Write the next part of the biography of archaeologist Otto Benndorf that appears below, picking up after its final sentence.
** begin DOCUMENT TEXT **
Otto Benndorf (13 September 1838 – 2 January 1907) was a German-Austrian archaeologist who was a native of Greiz, Principality of Reuss-Greiz. He was the father of physicist Hans Benndorf (1870–1953).

He studied under Friedrich Gottlieb Welcker (1784–1868), Otto Jahn (1813–1869) and Friedrich Ritschl (1806–1876) at the University of Bonn. Later, he worked as an instructor at Schulpforta, where one of his students was Friedrich Nietzsche. From 1864 to 1868 he was a member of a scientific expedition that toured Italy (Rome), Sicily, Greece and Asia Minor. In 1868 he obtained his habilitation at the University of Göttingen under the guidance of Friedrich Wieseler (1811–1892).

In 1869 he became an associate professor of archaeology at the University of Zurich, relocating to University of Munich in 1871 and to Prague the following year. With Alexander Conze (1831–1914), he took part in the second Austrian archaeological expedition to Samothrace (1875). Two years later, he succeeded Conze as chair of archaeology at the University of Vienna. Among his students at Vienna were Michael Rostovtzeff (1870–1952), Emil Szántó (1857–1904), Julius von Schlosser (1866–1938) and Franz Studniczka (1860–1929).
** end DOCUMENT TEXT **
** begin DATASET EXTRACT **
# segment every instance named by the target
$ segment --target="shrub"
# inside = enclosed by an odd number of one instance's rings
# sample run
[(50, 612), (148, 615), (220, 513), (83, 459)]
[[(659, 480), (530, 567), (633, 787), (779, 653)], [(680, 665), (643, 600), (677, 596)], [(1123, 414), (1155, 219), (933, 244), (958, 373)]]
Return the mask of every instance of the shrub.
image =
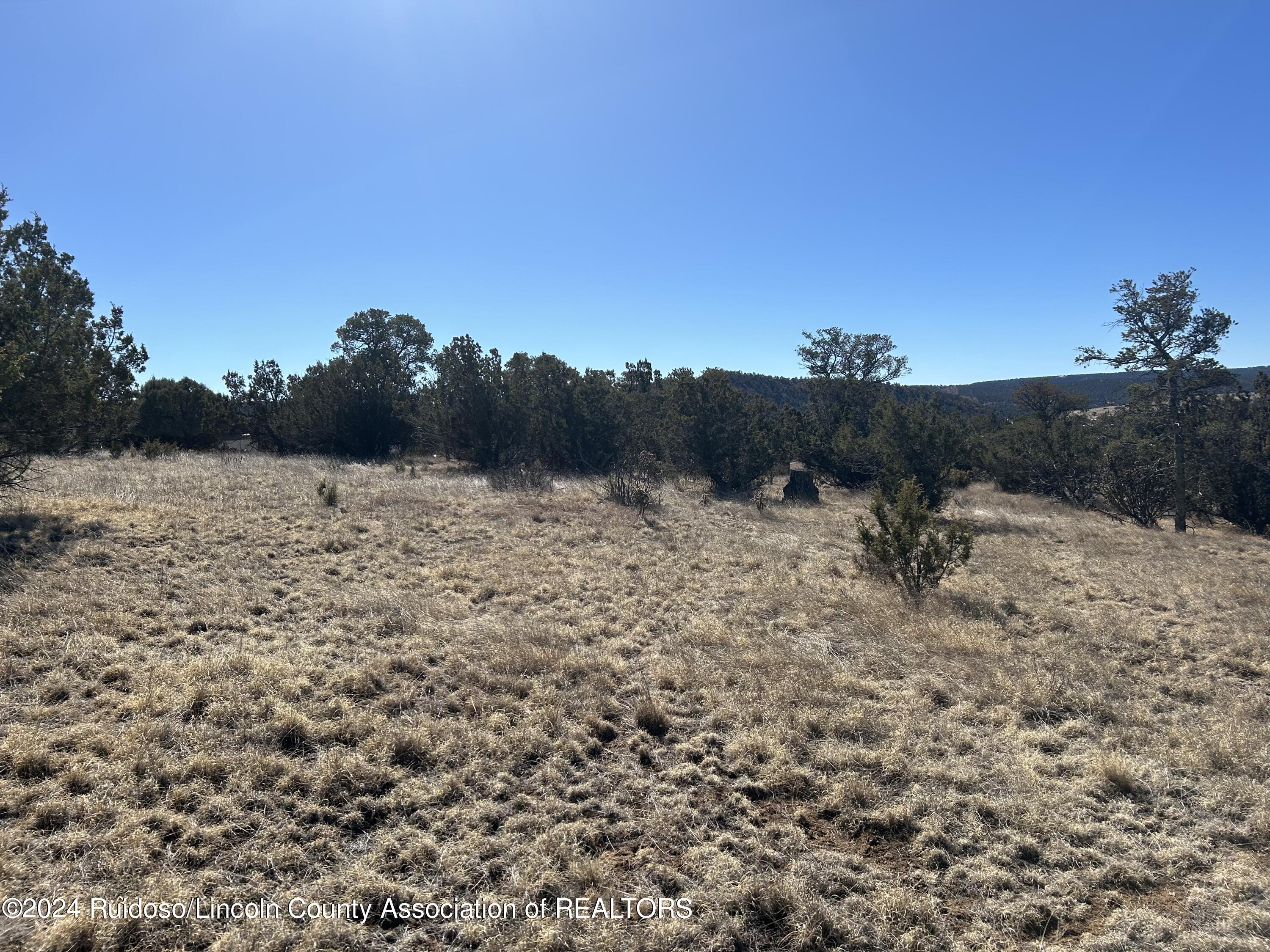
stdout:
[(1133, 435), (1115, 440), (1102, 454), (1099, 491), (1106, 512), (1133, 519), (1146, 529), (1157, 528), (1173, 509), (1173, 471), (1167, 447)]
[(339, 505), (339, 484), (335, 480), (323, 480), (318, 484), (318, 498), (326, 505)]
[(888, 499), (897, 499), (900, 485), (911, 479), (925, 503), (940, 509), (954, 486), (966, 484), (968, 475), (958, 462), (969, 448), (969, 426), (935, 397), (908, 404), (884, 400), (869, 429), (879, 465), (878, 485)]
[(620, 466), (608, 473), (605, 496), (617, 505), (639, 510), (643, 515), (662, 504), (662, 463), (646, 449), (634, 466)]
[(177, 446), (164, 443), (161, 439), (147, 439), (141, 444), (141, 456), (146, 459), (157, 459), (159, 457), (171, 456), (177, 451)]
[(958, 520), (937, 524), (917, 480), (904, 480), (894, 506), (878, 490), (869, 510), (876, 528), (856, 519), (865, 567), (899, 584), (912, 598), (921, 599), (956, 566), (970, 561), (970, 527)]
** end DATASET EXTRACT **
OUTPUT BELOW:
In 1881–82, he excavated the so-called "Heroon of Trysa" in Lycia, shipping more than 100 boxes of material to the Kunsthistorisches Museum in Vienna.  With Carl Humann, he organized an excavation of Ephesus (1895). In 1898 he founded the Österreichisches Archäologische Institut (Austrian Archaeological Institute at Athens), serving as its director until his death in 1907.

References 

 Dictionary of Art Historians  A Biographical Dictionary of Historic Scholars, Museum Professionals and Academic Historians of Art.
 This article contains some information based on a translation of an equivalent article at the German Wikipedia.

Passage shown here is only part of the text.